##### Data for review #####

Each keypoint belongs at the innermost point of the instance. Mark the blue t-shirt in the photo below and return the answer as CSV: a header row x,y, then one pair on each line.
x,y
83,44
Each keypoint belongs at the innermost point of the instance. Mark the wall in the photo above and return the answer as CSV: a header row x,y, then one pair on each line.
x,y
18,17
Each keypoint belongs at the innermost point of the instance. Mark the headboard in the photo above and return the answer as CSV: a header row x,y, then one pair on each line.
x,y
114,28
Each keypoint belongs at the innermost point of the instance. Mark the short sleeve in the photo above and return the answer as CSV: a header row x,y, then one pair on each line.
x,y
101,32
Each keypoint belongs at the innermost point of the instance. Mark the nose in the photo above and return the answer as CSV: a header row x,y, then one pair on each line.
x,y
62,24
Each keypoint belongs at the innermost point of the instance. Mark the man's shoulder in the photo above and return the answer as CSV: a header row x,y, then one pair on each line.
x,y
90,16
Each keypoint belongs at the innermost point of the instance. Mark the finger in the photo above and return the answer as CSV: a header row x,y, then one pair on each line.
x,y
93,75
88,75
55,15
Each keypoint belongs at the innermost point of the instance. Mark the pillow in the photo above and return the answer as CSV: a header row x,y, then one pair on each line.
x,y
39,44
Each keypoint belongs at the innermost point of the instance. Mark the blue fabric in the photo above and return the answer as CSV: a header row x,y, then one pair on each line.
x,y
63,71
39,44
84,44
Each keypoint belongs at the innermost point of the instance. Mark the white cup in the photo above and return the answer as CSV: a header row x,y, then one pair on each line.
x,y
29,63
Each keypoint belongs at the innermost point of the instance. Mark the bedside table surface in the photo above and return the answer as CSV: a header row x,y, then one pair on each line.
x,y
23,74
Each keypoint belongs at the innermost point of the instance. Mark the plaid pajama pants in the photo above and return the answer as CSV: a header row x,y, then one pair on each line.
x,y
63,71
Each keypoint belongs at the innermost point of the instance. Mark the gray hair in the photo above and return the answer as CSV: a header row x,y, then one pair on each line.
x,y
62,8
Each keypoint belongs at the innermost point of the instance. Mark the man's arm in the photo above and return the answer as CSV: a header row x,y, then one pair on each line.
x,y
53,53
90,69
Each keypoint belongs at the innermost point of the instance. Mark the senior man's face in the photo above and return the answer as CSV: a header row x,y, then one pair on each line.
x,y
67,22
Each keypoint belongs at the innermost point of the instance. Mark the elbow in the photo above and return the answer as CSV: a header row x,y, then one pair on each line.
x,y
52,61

#####

*What is needed:*
The line containing "Mark the senior" and every line after it, up to and including the last line of the records, should be reproduced exactly, with nothing else.

*Response below:*
Each keypoint belongs at the innermost point of the instance. Mark the senior man's face in the photo above and return the answer as CSV: a header row x,y, then one pair on each line.
x,y
67,22
Each keypoint belongs at the innermost point of the instance. Mark the elbow in the photo above and return the answer as CSV: a header row x,y, then one pair on each line.
x,y
52,61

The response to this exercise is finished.